▶ [BRIEF]:
Return the lines of the data below exactly, everything from the line that contains "of the utility" down to the line that contains "point(247, 237)", with both of those lines included.

▶ [DATA PROVIDED]:
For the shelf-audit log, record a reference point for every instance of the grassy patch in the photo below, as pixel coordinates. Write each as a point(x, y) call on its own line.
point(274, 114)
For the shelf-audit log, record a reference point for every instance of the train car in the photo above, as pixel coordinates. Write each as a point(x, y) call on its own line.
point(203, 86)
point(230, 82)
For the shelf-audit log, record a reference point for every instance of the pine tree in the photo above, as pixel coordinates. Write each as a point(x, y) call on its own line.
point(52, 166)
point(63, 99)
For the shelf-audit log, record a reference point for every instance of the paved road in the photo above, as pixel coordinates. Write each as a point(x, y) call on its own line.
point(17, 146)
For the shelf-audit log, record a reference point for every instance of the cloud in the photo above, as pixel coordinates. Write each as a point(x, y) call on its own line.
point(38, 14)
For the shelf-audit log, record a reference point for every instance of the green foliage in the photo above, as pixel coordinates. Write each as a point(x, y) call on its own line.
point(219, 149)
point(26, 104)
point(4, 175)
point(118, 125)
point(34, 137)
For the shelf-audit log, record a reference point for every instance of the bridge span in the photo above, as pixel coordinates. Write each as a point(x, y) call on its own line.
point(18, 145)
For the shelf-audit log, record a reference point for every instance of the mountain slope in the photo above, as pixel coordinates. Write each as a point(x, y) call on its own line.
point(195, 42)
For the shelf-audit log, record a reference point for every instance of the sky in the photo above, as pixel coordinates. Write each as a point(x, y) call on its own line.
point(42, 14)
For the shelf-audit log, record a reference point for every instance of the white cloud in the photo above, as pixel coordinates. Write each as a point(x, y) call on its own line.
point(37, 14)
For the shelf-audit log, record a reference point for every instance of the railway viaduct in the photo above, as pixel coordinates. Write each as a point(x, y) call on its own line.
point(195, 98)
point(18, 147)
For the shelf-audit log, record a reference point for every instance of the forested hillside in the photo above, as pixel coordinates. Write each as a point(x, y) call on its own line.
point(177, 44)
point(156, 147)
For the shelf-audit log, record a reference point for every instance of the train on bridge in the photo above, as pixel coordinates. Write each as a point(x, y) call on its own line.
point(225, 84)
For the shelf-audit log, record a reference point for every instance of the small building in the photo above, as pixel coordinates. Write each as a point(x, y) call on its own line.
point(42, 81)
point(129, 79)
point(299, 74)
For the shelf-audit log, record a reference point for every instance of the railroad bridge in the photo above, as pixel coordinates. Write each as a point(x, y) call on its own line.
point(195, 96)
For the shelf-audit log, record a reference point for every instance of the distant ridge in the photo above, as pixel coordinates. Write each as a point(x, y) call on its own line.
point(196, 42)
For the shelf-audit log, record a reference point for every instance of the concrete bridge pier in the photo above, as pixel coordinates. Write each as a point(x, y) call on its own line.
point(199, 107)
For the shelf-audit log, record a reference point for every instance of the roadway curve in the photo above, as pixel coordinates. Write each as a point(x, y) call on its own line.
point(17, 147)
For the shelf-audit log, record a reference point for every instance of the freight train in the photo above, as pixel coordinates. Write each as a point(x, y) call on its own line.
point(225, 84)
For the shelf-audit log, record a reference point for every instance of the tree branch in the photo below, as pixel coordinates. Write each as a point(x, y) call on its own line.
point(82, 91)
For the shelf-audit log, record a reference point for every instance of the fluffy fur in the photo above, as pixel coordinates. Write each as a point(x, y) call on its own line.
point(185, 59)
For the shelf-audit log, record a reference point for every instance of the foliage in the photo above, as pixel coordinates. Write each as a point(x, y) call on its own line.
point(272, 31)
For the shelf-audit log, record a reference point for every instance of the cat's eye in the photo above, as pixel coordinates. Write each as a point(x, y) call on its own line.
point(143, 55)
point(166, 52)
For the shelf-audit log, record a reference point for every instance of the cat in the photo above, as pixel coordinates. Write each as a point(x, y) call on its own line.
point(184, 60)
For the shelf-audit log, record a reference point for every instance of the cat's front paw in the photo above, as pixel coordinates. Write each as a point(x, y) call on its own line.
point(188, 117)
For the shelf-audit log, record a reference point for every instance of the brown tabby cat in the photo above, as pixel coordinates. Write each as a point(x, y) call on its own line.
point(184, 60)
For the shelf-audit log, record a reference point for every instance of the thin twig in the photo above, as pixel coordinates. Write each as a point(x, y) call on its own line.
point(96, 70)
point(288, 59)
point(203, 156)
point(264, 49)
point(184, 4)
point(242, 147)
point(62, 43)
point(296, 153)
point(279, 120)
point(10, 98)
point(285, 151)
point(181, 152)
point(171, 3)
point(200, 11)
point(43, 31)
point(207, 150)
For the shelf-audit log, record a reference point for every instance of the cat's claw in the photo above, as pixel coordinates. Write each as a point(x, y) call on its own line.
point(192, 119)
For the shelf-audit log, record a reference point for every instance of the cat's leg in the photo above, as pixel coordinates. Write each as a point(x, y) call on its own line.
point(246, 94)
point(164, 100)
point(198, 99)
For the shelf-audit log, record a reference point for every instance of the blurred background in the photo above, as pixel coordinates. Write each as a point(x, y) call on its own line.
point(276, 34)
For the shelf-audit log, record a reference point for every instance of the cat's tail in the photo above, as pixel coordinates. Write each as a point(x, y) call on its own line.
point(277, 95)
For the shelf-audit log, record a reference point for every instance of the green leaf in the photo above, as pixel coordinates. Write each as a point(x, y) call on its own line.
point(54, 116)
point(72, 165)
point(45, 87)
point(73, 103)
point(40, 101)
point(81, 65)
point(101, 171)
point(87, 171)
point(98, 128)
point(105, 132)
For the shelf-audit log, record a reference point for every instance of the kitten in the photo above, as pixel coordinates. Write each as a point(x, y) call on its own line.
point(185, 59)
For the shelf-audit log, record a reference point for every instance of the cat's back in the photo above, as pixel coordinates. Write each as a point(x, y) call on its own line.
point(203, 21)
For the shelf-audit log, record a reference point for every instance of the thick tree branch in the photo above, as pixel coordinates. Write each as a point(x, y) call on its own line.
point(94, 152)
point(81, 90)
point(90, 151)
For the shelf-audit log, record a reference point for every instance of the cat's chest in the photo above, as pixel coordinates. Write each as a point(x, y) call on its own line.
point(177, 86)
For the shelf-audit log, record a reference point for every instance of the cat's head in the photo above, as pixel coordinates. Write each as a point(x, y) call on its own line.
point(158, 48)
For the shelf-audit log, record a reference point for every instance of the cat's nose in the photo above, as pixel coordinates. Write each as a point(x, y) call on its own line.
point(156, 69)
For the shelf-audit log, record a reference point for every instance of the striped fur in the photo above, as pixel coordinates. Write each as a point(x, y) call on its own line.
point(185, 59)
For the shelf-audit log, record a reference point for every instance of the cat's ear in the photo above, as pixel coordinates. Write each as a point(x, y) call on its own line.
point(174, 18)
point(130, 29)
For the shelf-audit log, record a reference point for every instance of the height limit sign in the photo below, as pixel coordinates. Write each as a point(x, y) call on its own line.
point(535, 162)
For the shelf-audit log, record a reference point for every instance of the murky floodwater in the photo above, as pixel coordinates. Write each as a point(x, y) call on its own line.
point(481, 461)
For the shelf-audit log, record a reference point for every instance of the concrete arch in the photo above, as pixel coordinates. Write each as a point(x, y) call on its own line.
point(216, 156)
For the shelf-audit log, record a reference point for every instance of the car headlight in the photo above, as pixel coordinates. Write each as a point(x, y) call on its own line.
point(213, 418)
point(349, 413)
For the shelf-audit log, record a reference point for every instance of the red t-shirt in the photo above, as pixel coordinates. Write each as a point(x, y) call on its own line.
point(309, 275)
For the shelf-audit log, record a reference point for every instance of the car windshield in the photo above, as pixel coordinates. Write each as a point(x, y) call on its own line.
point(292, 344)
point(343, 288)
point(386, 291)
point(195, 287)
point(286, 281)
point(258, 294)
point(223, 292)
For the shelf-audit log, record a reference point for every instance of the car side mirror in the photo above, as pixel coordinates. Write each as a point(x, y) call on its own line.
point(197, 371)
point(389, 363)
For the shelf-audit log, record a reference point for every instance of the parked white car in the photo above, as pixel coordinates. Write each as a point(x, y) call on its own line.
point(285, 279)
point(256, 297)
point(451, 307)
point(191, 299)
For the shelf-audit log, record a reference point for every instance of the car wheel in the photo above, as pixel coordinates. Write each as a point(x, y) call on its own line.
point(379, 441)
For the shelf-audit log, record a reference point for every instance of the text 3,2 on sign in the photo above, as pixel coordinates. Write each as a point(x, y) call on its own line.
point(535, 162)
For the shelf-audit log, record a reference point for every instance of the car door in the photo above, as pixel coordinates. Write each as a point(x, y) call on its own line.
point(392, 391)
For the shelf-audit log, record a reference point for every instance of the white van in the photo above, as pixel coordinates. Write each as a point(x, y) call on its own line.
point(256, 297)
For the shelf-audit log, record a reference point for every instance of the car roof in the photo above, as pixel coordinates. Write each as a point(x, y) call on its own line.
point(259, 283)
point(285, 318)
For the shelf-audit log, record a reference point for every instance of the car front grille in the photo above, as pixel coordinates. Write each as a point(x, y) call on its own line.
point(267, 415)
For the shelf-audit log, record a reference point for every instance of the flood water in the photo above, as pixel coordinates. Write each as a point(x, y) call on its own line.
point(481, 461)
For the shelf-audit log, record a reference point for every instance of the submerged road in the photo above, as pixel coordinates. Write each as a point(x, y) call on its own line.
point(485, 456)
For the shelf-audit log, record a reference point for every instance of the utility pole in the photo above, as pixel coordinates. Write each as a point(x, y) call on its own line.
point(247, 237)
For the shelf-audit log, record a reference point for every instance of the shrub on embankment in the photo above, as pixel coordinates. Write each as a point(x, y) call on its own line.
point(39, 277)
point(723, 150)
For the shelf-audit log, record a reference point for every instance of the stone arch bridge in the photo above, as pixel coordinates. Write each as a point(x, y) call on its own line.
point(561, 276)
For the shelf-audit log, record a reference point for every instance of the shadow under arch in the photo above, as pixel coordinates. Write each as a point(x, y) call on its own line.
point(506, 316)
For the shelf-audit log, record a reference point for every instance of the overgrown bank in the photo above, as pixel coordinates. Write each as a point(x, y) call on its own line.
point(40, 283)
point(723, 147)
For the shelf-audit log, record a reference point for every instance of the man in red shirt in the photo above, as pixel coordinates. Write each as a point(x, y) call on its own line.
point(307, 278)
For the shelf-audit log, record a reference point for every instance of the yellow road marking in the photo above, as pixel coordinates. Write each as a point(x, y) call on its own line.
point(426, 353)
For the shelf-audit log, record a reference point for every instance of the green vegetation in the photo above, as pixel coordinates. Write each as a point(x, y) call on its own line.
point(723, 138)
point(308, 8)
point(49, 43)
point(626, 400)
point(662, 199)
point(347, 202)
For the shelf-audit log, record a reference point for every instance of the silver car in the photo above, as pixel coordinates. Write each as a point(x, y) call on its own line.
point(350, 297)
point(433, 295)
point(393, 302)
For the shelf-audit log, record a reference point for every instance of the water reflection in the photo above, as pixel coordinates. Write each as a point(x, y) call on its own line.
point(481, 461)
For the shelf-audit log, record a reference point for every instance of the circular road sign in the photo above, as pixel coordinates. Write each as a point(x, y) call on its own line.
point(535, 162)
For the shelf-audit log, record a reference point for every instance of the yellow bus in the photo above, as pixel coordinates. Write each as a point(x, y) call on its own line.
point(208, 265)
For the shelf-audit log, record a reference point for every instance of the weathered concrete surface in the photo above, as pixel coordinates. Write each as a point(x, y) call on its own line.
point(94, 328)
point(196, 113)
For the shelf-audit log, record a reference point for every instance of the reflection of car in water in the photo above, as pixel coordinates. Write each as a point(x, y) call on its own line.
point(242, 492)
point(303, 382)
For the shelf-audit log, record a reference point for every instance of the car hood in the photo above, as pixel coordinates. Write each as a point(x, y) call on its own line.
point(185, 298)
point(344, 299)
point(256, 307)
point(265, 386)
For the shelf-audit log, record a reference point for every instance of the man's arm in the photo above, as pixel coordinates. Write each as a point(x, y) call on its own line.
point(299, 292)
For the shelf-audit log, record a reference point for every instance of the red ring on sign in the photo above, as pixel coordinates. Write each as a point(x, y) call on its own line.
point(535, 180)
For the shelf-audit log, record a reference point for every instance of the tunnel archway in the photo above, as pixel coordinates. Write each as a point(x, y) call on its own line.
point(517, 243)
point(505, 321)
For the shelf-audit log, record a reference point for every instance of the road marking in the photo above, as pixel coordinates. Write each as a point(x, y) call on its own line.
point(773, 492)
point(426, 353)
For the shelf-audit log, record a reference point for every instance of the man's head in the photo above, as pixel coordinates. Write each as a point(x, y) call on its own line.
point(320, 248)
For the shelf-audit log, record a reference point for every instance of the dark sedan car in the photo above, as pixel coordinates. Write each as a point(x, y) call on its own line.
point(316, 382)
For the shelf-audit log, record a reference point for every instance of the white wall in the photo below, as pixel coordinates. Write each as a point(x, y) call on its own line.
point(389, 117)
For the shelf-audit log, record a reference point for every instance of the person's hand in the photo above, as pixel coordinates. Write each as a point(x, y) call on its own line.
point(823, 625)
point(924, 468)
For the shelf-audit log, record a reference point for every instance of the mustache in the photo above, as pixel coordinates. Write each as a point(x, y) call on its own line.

▶ [CORRECT RESULT]:
For the shelf-audit log, record a reference point for every instance of the utility pole in the photo above, as pixel coordinates. Write each as a point(x, y) call on its own line.
point(247, 237)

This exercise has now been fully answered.